(Point labeling entries)
++++++
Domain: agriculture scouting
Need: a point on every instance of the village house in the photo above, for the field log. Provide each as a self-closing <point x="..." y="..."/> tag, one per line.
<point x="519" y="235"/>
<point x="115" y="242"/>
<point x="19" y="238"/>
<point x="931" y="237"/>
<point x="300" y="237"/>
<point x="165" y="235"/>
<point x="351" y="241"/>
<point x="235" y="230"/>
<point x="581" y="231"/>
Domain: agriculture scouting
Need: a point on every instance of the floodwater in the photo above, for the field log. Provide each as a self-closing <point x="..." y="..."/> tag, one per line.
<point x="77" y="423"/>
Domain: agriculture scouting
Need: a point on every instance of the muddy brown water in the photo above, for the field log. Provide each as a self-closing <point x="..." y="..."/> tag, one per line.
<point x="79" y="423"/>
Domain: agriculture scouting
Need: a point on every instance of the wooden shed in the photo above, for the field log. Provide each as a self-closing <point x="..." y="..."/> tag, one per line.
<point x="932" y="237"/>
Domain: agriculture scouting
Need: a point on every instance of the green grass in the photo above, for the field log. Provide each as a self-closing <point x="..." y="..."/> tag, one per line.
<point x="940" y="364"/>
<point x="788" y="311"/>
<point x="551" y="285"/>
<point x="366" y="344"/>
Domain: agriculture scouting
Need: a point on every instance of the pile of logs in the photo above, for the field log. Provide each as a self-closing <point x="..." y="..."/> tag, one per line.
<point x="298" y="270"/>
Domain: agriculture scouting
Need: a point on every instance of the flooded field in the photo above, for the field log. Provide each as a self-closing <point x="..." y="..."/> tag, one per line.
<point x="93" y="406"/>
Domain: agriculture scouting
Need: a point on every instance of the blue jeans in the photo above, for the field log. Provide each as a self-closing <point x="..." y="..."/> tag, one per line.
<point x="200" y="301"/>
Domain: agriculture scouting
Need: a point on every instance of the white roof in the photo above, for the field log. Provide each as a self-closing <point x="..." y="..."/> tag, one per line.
++++++
### Exercise objective
Gather every line of the entries above that contains the string "closing", treating uppercase and lowercase letters as different.

### Written answer
Need: a point on every instance of the village house in the photo above, for the field log. Provide each as a self-closing <point x="..." y="..."/> tag, one per line.
Need: a point on every instance of the floodwater in the photo above, for the field log. Provide each as a self-closing <point x="..." y="..."/> tag, one per line.
Need: a point on every instance of the muddy brown water in the photo above, for the field log. Provide each as a self-closing <point x="..." y="..."/> tag, one per line.
Need: a point on every instance of the wooden shed in the photo above, for the field log. Provide each as a self-closing <point x="..." y="..."/> tag, one per line.
Need: a point on every instance of the green grass in the photo above, for the field log. Provide each as a self-closing <point x="..." y="..."/> tag, one per line.
Need: a point on every instance of the pile of logs in the photo above, for the field log. Provide each as a self-closing <point x="..." y="..."/> tag, one per line.
Need: a point on every instance of the flooded field in the photo above, for the field log. Provide each as a self-closing <point x="..." y="..."/> tag, one per line.
Need: a point on every instance of the blue jeans in the photo above, for the field log. Provide each as a self-closing <point x="..." y="..."/> tag, one per line.
Need: a point on every instance of the white roof in the photo above, for the field log. Provide each as a self-closing <point x="..." y="..."/> tag, one per line.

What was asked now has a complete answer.